> [TASK OBJECTIVE]: In the entries below, filter for the word "sign" and copy every matching line.

(INPUT DATA begins)

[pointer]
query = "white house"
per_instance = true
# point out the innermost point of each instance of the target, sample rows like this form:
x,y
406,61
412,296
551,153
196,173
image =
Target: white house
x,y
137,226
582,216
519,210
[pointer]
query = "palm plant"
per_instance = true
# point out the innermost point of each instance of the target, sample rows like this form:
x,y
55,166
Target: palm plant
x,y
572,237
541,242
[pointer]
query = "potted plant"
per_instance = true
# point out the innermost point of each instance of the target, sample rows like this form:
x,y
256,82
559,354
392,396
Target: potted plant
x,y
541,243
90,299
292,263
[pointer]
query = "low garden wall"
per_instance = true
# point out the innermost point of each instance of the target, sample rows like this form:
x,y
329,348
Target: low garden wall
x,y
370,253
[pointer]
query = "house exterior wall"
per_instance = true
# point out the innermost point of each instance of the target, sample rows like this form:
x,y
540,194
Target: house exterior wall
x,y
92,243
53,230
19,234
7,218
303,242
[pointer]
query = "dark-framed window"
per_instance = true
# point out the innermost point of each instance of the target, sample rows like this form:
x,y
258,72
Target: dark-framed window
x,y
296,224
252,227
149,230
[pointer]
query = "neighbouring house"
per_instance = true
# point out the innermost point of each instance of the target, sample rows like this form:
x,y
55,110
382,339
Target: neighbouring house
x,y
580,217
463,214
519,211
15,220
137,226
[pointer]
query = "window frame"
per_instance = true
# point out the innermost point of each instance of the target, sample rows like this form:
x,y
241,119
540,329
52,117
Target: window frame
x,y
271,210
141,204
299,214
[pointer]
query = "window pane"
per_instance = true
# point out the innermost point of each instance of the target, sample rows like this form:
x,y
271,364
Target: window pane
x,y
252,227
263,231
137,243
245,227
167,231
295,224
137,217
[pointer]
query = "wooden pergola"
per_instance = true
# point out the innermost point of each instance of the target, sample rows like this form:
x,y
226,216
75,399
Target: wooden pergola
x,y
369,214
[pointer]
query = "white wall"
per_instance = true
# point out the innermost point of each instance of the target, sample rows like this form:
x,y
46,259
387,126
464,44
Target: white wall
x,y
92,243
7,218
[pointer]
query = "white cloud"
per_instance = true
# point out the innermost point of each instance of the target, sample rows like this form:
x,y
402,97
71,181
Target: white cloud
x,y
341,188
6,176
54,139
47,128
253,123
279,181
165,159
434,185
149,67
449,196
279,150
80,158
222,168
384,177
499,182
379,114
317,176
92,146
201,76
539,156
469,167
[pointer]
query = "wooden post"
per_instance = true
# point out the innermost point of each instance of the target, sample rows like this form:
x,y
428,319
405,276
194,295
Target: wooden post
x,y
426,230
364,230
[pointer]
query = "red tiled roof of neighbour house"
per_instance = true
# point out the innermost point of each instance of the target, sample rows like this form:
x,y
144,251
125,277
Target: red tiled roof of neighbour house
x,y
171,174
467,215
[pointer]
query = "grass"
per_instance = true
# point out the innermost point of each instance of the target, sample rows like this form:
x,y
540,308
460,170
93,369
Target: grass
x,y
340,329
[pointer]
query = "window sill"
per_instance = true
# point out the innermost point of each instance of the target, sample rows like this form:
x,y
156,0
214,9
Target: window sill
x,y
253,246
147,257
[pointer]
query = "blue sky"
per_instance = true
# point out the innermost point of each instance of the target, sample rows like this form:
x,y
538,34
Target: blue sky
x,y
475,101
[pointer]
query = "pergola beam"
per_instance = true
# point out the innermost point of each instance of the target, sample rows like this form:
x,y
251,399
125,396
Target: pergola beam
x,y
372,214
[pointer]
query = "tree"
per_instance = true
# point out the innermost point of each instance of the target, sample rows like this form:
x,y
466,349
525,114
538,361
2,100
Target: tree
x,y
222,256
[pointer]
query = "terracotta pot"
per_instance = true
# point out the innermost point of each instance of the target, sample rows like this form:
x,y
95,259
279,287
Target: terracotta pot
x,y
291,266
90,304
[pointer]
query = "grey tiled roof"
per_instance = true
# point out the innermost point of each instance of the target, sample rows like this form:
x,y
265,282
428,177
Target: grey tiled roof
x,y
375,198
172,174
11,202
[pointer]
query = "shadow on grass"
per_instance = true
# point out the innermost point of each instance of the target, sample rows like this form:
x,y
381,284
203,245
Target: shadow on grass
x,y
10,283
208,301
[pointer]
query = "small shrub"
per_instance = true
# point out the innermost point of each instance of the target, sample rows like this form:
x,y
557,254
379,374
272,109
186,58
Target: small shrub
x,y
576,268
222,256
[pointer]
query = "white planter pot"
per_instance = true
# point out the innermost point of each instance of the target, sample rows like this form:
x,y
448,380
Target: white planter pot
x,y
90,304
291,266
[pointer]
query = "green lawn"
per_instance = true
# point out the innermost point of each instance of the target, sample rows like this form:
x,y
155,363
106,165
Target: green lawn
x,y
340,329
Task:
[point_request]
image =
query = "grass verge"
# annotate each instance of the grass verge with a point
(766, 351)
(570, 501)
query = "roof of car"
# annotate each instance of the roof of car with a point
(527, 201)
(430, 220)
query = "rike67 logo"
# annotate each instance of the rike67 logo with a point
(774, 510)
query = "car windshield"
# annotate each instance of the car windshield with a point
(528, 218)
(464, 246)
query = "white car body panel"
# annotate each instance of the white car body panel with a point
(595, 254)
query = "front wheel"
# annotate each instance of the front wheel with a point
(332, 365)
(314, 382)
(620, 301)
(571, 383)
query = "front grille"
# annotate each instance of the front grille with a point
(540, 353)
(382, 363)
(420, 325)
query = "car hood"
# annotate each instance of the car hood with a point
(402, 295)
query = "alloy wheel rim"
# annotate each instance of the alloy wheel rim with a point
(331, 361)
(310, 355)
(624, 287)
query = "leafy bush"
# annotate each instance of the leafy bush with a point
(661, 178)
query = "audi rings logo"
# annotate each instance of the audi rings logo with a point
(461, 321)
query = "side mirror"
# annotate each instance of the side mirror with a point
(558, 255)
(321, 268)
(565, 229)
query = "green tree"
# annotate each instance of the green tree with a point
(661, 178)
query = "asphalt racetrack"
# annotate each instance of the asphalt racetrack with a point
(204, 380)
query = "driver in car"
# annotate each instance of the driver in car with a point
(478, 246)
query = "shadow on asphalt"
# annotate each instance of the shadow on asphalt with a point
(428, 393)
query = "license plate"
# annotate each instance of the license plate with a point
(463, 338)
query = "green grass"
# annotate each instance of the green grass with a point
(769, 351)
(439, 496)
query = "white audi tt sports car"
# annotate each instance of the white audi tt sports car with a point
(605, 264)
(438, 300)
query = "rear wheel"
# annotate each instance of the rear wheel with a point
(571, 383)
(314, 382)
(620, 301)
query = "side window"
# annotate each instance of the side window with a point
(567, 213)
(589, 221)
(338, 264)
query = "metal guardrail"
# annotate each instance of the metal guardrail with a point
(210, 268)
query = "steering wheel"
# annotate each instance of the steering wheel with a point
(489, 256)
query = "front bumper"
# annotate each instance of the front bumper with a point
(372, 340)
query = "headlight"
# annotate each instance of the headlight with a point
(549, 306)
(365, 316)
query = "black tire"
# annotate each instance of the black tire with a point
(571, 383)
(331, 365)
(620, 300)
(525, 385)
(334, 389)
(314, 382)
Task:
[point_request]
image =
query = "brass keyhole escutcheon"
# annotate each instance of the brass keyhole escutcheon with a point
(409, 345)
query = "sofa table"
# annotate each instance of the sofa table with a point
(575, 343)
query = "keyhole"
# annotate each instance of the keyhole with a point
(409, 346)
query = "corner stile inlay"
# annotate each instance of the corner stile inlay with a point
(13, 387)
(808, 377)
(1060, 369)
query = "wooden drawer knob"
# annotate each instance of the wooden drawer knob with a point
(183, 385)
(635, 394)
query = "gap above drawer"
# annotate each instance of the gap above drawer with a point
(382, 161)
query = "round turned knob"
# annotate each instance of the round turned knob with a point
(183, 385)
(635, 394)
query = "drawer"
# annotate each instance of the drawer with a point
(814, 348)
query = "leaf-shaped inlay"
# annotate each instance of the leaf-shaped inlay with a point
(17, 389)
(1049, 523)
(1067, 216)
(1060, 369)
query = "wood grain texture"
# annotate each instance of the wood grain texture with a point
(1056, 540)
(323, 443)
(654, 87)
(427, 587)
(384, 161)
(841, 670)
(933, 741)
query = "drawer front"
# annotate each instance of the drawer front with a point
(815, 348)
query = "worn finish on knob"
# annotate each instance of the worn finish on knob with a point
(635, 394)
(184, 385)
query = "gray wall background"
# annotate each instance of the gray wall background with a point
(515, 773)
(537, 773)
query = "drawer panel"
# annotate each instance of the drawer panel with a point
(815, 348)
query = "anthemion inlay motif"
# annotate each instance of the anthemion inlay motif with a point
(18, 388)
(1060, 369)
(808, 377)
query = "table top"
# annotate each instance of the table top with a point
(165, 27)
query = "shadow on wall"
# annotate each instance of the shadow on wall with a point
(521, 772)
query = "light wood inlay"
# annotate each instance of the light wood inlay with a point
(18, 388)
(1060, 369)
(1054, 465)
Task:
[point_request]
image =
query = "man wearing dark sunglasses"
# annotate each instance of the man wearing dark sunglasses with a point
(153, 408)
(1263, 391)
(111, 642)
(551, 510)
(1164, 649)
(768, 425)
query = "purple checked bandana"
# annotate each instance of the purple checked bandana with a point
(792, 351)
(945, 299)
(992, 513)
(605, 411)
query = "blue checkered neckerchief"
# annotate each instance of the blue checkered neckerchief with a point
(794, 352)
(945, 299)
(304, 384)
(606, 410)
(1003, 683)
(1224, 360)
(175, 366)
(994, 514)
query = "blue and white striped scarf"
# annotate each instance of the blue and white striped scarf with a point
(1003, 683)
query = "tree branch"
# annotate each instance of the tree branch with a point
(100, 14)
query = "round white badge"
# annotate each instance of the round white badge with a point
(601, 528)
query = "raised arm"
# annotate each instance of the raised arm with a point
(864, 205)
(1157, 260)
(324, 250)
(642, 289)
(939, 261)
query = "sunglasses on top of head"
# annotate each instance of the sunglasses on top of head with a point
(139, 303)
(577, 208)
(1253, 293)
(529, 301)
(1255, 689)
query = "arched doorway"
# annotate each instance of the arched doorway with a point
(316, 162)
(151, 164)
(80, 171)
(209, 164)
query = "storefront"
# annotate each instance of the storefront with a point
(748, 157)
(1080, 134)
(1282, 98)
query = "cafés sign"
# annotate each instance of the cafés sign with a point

(INPUT DATA ends)

> [RESPONSE AREA]:
query = "cafés sign"
# annotate each instance of the cafés sign with a point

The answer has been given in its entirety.